Location labeling records
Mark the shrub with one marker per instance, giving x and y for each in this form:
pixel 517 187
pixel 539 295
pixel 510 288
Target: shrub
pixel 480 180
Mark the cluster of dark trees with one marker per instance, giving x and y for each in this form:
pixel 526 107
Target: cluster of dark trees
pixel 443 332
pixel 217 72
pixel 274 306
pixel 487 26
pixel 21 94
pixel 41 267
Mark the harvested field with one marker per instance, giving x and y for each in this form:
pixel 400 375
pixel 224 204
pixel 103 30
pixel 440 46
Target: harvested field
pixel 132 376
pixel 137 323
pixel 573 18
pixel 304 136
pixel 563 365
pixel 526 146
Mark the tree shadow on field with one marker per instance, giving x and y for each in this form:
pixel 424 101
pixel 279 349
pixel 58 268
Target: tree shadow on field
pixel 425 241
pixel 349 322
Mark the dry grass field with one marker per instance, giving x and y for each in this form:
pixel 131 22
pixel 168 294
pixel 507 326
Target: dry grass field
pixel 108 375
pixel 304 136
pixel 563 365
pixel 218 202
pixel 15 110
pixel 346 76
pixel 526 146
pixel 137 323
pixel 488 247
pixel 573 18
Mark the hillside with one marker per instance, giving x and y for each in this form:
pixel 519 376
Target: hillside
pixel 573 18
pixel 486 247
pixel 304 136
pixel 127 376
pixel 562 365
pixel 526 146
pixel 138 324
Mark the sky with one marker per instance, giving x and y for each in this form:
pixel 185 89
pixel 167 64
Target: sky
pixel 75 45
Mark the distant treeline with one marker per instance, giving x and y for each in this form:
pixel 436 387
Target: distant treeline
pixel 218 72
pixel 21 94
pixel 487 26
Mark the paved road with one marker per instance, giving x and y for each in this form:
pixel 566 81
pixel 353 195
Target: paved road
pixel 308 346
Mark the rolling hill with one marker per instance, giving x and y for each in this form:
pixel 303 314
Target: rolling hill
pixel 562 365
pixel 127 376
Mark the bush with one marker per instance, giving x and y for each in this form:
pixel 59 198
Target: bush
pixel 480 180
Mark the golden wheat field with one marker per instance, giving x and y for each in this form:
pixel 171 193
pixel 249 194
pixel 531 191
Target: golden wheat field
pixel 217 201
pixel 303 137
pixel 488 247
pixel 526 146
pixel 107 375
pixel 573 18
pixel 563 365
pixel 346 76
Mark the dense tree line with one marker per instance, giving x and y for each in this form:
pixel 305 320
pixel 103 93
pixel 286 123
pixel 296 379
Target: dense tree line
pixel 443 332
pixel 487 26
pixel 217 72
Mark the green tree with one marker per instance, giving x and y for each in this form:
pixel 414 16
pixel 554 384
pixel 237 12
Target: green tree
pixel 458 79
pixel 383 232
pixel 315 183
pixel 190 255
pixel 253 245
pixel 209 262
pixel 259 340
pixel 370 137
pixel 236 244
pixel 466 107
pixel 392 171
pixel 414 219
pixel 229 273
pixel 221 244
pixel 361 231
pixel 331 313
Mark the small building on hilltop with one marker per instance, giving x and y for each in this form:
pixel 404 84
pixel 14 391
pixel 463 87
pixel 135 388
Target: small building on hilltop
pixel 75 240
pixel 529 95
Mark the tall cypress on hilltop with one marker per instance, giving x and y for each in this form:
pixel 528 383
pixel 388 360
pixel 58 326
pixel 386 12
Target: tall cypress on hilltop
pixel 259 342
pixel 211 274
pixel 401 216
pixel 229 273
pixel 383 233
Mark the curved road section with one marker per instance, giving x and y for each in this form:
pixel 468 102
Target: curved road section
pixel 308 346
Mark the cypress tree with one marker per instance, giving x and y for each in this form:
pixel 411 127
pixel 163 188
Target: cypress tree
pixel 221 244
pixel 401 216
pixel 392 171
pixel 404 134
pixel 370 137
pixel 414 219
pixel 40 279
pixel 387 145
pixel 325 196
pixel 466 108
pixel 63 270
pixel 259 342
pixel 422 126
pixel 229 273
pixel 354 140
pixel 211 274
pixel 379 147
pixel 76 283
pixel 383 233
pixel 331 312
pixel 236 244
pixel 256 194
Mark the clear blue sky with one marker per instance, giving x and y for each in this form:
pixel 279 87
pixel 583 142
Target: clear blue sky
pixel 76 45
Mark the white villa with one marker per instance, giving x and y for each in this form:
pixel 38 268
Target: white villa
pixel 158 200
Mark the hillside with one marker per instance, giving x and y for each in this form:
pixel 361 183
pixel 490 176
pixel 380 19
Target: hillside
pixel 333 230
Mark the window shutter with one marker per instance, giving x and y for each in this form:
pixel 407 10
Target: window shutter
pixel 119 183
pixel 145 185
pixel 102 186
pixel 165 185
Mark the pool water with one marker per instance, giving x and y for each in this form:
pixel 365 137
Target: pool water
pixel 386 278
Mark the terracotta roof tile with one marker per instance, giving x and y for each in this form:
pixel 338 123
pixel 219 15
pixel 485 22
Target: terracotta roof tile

Requirement
All lines from the one containing "Mark the clear" through the end of the records, both ends included, are to be quoted exactly; please add nothing else.

Task response
Mark the clear blue sky with one marker per instance, giving x and y for each in this form:
pixel 279 87
pixel 583 142
Target: clear blue sky
pixel 76 45
Mark the white villa with one marker per instance, giving x and y for each in this form:
pixel 38 268
Target: white villa
pixel 158 200
Mark the hillside with one marker per instance, giving x and y for each in this form:
pixel 361 183
pixel 490 176
pixel 380 19
Target: hillside
pixel 333 230
Mark the window shutter with one marker per instance, giving x and y for each in this form:
pixel 407 10
Target: window shutter
pixel 119 183
pixel 145 185
pixel 102 186
pixel 165 185
Mark the pool water with one marker per instance, giving x and y for each in this form:
pixel 365 137
Target: pool water
pixel 386 278
Mark the terracotta roof tile with one marker per instance, giving x and y for each in this form:
pixel 338 123
pixel 219 15
pixel 485 22
Target: terracotta roof tile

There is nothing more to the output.